TASKS TO PERFORM:
A) Copy the opinion piece on Israel's West Bank land claim from "On the micro" to "of his coalition.", swapping "land swap" for "territorial exchange".
B) In the opinion piece on Israel's West Bank land claim, which bloc is the land in question said to be part of?

START EXCERPT PROVIDED

Israel’s West Bank Grab

American Jews must let Israel’s leaders know of our discomfort with their diplomatic arrogance.

Gary Rosenblatt is The NY Jewish Week's editor at large.

Did you, like me and many other supporters of Israel, cringe on reading the other day that the Jerusalem government had laid claim to nearly 1,000 acres of land in the West Bank, presumably for settlement expansion?

It seemed like the timing couldn’t be worse. After seven weeks of war against Hamas, with many hundreds of civilian deaths in Gaza and relentless international criticism of Jerusalem for alleged disproportionate use of military might, the expansion announcement had a tone-deaf quality to it. As in, what were they thinking?

Surely Prime Minister Netanyahu remembers the outcry and fallout over the Israeli announcement of new settlements during Vice President Biden’s 2010 visit to Israel.

Wasn’t the Netanyahu government aware that once again the world reaction would be condemnation for driving another nail into the fading prospect of a peace deal with the Palestinians?

In response, last week the U.S. called on Israel to reverse the decision, and a State Department official described the move as “counterproductive to Israel’s stated goal of a negotiated two-state solution.”

Given the high level of tension between Washington and Jerusalem resulting from the failure of the Kerry peace effort and the devastation of Gaza in the Hamas fighting, the Israeli announcement this week could well be viewed as a poke in the eye of the Obama administration. As if to say, “We’ll do what’s best for us, thank you.”

The problem, of course, is that the administration may reply in kind to Israel, which is so dependent on the U.S. for financial, diplomatic and military support.

Is the Netanyahu coalition prepared to jeopardize Israel’s relationship with America, its closest and in many ways only major ally in the UN and beyond?

On the micro level, defenders of Israel could note that the 1,000 acres in question, which now has been declared “state land” rather than privately owned Palestinian land, is part of the Etzion bloc. It would remain inside Israel after the kind of land swap expected in any permanent peace pact.

But the takeaway from this latest diplomatic flare-up is that to Israeli leaders, the land status issue, like every issue, is local. And political. No doubt last week’s announcement about the Etzion-area land was based on a decision Netanyahu made, part of a political calculation to ensure the continuation of his coalition.

END EXCERPT PROVIDED
START DATASET

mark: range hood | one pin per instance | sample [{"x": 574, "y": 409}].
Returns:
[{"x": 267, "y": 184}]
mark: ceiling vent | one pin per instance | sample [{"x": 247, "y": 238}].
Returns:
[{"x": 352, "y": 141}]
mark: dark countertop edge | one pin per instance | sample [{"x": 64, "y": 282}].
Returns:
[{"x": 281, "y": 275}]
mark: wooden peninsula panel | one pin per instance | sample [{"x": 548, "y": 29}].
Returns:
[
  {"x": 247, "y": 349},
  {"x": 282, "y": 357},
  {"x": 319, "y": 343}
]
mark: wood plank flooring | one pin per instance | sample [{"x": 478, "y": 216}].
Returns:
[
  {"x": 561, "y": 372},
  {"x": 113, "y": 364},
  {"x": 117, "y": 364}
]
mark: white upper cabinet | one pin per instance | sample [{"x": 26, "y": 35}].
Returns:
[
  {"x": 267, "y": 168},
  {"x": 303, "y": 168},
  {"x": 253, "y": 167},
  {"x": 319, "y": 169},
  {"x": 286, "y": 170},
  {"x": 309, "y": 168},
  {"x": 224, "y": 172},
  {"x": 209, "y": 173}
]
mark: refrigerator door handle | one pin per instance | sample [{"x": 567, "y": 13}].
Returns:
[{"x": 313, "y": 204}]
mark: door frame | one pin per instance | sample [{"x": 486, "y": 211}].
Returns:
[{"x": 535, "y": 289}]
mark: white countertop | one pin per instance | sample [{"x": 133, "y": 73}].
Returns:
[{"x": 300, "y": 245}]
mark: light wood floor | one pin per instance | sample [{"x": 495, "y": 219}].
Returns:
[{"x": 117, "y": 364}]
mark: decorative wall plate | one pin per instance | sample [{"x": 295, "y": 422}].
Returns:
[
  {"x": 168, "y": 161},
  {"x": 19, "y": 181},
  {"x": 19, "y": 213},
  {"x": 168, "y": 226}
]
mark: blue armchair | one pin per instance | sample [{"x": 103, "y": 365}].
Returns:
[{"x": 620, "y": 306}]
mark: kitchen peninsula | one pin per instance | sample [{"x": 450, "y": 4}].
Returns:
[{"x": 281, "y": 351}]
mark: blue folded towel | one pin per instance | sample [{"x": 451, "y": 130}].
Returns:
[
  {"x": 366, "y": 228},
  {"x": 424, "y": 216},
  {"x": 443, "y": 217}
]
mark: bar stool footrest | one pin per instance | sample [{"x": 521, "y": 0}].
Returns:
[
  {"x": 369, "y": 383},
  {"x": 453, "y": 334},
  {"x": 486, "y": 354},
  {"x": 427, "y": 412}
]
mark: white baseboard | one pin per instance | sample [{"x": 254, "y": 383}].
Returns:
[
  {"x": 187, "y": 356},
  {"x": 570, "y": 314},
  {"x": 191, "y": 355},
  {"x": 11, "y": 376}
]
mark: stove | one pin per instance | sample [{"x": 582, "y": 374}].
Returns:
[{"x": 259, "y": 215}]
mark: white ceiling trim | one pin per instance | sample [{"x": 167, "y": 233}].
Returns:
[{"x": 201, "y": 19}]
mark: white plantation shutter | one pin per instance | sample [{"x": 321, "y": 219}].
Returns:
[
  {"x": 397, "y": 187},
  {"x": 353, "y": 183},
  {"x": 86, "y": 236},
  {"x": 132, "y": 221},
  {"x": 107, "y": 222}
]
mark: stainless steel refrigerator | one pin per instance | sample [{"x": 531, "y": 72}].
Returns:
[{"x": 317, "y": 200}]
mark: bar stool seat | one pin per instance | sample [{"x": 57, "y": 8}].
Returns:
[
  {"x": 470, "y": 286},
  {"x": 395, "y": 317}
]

END DATASET

IN RESPONSE:
A)
On the micro level, defenders of Israel could note that the 1,000 acres in question, which now has been declared “state land” rather than privately owned Palestinian land, is part of the Etzion bloc. It would remain inside Israel after the kind of territorial exchange expected in any permanent peace pact.

But the takeaway from this latest diplomatic flare-up is that to Israeli leaders, the land status issue, like every issue, is local. And political. No doubt last week’s announcement about the Etzion-area land was based on a decision Netanyahu made, part of a political calculation to ensure the continuation of his coalition.

B) The Etzion bloc.